DIRECTION:
Return each line of the data below that contains the string "tile".

[START]

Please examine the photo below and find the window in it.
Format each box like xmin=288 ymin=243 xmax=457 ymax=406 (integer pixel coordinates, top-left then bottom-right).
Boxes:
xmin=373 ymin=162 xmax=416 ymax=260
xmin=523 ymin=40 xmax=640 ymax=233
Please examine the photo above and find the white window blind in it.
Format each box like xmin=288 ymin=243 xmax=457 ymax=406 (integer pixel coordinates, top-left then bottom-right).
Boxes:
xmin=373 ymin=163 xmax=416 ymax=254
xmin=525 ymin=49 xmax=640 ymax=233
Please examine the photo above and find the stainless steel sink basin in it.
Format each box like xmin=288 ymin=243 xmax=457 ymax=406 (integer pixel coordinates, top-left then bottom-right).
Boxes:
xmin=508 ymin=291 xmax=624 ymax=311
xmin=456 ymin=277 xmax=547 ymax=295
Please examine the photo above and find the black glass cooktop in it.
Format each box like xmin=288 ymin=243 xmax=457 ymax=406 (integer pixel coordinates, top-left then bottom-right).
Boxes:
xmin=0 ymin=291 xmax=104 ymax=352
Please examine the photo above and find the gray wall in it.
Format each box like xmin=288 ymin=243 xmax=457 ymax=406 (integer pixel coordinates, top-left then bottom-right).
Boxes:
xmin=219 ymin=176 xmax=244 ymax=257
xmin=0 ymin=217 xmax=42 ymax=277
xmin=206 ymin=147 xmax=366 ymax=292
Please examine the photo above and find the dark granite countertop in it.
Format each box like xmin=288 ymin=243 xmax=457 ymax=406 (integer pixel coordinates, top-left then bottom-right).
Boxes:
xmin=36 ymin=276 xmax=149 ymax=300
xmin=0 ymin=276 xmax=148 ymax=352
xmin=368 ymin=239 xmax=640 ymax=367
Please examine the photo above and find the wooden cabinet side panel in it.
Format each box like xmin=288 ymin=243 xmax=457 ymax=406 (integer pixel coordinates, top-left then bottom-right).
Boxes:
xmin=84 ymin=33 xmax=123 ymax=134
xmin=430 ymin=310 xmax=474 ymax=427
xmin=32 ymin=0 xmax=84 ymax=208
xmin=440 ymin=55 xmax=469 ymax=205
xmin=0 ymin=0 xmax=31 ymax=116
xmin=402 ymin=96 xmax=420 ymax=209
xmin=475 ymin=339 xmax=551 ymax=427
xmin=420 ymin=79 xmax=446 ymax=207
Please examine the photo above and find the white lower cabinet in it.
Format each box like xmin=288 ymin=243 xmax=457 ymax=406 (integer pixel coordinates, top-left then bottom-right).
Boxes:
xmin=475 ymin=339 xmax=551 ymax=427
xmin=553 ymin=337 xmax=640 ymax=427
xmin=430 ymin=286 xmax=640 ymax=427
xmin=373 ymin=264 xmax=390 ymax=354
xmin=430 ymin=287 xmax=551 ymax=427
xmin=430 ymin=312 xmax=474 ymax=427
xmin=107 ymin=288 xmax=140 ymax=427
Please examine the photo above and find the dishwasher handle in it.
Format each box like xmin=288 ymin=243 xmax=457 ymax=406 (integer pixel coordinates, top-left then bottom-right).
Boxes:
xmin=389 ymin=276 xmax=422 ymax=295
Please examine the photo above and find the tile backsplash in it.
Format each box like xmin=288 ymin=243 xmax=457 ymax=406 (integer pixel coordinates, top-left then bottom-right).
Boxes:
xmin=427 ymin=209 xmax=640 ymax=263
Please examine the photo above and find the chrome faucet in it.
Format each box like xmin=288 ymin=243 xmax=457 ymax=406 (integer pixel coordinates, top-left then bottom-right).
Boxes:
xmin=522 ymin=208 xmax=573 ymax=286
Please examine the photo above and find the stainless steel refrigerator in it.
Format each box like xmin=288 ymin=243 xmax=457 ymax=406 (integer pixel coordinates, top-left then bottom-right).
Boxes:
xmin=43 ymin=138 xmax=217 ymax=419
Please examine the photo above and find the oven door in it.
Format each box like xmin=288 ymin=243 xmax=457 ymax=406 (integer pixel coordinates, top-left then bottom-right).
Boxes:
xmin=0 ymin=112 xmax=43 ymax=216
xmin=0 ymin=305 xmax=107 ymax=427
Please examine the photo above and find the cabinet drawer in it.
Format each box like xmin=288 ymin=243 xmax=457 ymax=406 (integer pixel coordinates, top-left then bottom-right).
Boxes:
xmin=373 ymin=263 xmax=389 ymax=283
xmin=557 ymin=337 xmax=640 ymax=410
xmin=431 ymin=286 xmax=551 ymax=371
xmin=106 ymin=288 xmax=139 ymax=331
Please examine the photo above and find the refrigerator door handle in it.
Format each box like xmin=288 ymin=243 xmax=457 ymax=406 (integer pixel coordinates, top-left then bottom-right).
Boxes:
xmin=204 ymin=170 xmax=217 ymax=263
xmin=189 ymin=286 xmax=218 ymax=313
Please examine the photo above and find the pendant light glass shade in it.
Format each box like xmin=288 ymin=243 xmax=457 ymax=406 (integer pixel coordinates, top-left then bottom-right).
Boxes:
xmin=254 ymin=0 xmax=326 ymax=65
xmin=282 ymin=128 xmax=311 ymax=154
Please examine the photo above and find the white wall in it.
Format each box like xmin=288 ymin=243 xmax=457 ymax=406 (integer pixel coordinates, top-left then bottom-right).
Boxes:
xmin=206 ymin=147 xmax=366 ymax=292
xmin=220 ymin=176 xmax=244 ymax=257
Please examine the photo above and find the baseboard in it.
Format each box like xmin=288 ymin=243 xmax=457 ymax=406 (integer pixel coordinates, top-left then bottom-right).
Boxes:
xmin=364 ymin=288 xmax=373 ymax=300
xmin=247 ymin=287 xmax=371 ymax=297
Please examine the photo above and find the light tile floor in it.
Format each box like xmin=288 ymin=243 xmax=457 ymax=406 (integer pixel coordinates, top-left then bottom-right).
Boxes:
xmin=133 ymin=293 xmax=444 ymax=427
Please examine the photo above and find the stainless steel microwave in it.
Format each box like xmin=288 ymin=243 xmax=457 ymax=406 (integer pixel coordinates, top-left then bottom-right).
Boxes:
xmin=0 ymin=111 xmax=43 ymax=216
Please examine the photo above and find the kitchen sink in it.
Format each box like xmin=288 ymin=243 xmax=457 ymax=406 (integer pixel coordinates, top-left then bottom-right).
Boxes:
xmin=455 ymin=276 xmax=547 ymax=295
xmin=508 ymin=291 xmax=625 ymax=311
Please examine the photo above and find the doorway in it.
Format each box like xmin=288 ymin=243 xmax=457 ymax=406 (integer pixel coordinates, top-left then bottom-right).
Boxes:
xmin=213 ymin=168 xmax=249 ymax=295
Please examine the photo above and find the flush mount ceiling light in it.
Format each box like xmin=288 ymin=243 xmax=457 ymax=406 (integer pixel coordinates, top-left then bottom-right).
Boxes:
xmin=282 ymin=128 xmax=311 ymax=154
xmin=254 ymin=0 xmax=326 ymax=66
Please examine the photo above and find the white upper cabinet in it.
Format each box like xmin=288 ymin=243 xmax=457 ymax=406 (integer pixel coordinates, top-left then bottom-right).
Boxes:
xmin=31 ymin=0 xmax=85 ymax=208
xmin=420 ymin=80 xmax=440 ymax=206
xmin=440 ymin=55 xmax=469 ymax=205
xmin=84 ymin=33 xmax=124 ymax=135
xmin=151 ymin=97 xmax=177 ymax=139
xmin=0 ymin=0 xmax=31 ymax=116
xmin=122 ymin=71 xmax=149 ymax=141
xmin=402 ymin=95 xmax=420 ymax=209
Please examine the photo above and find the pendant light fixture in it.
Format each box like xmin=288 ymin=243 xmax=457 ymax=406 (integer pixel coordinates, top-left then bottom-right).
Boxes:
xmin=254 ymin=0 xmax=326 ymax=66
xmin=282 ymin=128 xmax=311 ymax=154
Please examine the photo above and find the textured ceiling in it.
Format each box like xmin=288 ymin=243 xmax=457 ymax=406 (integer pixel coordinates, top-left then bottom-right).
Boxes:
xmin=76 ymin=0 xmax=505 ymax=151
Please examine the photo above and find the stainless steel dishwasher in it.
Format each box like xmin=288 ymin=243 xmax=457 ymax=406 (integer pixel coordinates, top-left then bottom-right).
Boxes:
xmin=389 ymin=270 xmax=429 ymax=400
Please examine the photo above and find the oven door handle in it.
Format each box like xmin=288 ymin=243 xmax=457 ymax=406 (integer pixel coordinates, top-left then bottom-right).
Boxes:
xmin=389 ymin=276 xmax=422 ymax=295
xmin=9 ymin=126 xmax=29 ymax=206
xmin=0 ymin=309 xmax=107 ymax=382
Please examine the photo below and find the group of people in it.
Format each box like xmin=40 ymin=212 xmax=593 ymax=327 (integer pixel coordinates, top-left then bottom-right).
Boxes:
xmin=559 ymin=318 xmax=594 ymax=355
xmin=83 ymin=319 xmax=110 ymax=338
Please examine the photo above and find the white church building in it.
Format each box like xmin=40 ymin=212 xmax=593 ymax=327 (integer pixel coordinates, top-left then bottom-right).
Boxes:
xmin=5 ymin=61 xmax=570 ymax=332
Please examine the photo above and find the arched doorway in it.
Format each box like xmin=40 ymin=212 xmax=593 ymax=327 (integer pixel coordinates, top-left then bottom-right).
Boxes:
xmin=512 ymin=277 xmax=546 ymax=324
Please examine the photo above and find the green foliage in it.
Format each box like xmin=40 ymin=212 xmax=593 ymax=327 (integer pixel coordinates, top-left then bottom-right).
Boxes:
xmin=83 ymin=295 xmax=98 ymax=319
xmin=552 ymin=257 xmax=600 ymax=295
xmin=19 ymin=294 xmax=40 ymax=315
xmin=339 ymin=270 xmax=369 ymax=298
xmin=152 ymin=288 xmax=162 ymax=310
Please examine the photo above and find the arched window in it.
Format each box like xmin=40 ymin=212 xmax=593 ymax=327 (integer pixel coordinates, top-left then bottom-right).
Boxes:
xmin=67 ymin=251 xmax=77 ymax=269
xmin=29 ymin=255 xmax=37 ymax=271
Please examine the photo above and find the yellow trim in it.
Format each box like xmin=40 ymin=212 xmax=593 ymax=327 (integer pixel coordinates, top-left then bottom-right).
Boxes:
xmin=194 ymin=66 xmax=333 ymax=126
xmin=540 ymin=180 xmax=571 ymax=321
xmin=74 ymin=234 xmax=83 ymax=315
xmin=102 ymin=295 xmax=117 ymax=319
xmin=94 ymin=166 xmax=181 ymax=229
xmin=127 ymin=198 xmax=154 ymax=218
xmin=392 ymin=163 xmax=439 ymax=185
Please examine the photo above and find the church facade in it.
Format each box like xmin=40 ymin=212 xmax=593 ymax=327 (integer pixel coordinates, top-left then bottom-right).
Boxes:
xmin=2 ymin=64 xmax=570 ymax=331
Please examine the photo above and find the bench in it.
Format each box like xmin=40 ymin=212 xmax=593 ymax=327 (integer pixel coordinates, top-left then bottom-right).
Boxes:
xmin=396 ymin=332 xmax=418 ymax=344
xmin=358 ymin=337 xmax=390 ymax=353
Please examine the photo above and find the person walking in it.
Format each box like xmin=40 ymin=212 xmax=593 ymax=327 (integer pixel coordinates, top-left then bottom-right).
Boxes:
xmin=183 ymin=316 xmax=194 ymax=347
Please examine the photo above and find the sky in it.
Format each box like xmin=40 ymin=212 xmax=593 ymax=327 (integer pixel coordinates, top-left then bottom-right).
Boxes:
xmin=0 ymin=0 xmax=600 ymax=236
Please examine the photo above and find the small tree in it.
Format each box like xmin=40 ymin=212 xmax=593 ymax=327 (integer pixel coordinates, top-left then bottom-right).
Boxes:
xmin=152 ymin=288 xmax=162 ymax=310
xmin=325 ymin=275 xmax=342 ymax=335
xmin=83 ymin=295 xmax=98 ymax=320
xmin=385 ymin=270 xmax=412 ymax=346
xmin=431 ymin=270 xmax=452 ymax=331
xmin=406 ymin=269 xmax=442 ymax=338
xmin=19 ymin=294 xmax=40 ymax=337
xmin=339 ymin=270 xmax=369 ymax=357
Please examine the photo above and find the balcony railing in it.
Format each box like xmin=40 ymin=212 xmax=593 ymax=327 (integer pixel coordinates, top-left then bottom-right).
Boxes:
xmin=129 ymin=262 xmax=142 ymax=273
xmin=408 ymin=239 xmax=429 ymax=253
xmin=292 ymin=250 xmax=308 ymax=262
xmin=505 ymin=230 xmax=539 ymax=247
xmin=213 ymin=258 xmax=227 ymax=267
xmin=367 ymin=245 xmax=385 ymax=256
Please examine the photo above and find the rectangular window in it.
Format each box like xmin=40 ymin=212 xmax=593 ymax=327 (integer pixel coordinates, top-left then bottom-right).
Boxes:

[END]

SOLUTION FOR THIS EXERCISE:
Please examine the photo above and find the tile backsplash in it.
Please examine the photo above and find the light tile floor in it.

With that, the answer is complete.